THE PROBLEM ->
Rewrite the records below, swapping every occurrence of "set a point" for "place a marker" and keeping everything else unchanged.

DATASET ENTRIES ->

⟨

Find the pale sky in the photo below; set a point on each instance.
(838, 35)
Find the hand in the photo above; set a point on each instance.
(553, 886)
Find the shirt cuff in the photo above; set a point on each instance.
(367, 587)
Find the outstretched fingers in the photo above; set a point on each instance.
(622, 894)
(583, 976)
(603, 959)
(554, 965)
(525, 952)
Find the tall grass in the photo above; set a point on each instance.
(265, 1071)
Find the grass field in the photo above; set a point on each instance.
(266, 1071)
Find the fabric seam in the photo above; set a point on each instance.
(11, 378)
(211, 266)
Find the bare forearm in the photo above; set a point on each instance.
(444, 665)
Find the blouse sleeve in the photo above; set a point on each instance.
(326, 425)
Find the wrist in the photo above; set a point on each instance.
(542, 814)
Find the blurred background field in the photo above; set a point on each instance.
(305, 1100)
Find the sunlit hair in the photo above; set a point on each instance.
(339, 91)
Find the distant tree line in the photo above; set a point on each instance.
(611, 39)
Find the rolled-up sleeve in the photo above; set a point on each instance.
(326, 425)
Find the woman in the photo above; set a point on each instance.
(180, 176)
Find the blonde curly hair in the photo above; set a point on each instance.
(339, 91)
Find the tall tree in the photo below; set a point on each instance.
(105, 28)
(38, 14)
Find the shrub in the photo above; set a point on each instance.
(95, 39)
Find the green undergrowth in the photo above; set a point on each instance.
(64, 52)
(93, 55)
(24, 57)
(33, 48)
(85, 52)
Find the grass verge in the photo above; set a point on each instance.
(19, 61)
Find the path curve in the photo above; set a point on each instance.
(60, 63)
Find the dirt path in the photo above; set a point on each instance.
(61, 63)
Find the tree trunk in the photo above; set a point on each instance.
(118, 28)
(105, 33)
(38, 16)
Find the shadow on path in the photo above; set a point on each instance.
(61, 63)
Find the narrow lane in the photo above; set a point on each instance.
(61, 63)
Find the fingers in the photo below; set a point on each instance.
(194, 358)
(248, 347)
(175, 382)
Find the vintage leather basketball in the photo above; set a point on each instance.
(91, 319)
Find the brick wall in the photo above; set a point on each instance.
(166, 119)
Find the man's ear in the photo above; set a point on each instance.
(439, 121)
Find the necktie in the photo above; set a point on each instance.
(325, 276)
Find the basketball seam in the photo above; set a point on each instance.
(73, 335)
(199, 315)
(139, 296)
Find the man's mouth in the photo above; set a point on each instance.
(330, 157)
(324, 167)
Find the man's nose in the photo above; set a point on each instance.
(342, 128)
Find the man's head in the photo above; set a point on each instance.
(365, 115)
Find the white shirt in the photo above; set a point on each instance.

⟩

EXERCISE ANSWER ->
Find the pale sky in the photo below; place a marker on each instance.
(838, 35)
Find the hand in the photo above; place a marker on each instance.
(553, 886)
Find the shirt cuff in the photo above; place a marker on each instance.
(367, 587)
Find the outstretched fingers in the photo above; place a marker on each instance.
(622, 894)
(583, 976)
(603, 959)
(554, 965)
(525, 952)
Find the tall grass in the photo above; place a marker on each instance.
(265, 1071)
Find the grass field in the photo above; place a marker on each instance.
(266, 1071)
Find the fabric seam in the photo above; place a marker on each instance.
(11, 378)
(211, 266)
Find the bare forearm in the photo above; place a marker on each instance.
(444, 665)
Find the blouse sleeve in the photo above; place a marker on each instance.
(326, 425)
Find the wrist in the photo above; place a marker on each instance.
(542, 814)
Find the blurred background field in the photo above; place a marker on each instance.
(305, 1100)
Find the sunlit hair in the photo above; place a marker on each instance.
(339, 91)
Find the distant tree line in the photo above; place a marker on each instance.
(611, 39)
Find the rolled-up sleeve in the photo above; place a marker on each instance.
(326, 425)
Find the woman in the photo above; place a marker on each instance.
(180, 176)
Find the blonde curly hair in the photo above; place a marker on each instance.
(339, 91)
Find the tall tree in the photo below; place a marker on each instance.
(105, 28)
(38, 14)
Find the shrub in the photo above; place a marker on each instance.
(95, 39)
Find the green undergrowth in the photo above; place a marker on each instance.
(64, 52)
(93, 55)
(24, 57)
(33, 48)
(85, 52)
Find the grass verge in the photo above; place a marker on each instance.
(19, 61)
Find the path curve in the photo above; place a marker on each instance.
(60, 63)
Find the dirt path in the photo above; place a marker on each instance.
(61, 63)
Find the tree trunk in the photo above; place a marker on each instance.
(118, 28)
(105, 33)
(38, 16)
Find the shadow on path in the photo above; place a marker on each instance.
(61, 63)
Find the narrow lane in the photo above; place a marker on each instance.
(61, 63)
Find the fingers in the photo below; place a marker on each instance.
(194, 358)
(248, 347)
(175, 382)
Find the vintage leather basketball in the photo above; place a marker on each instance.
(91, 319)
Find the brick wall in the photo above; place a marker on each instance.
(166, 119)
Find the man's ear in the photo above; place a marker on each instance.
(439, 121)
Find the necktie in the photo above; place a marker on each instance.
(325, 276)
Find the basketball seam in the photo above; place a marker on each instance.
(73, 335)
(199, 315)
(139, 296)
Find the man's mouth in the photo above; place a marker on each instance.
(330, 157)
(324, 167)
Find the man's nose in the photo above; place a marker on each instance.
(342, 128)
Find the man's head in the photo above; place a marker on each instance.
(365, 115)
Find the white shirt in the photo above; place a marker on each instance.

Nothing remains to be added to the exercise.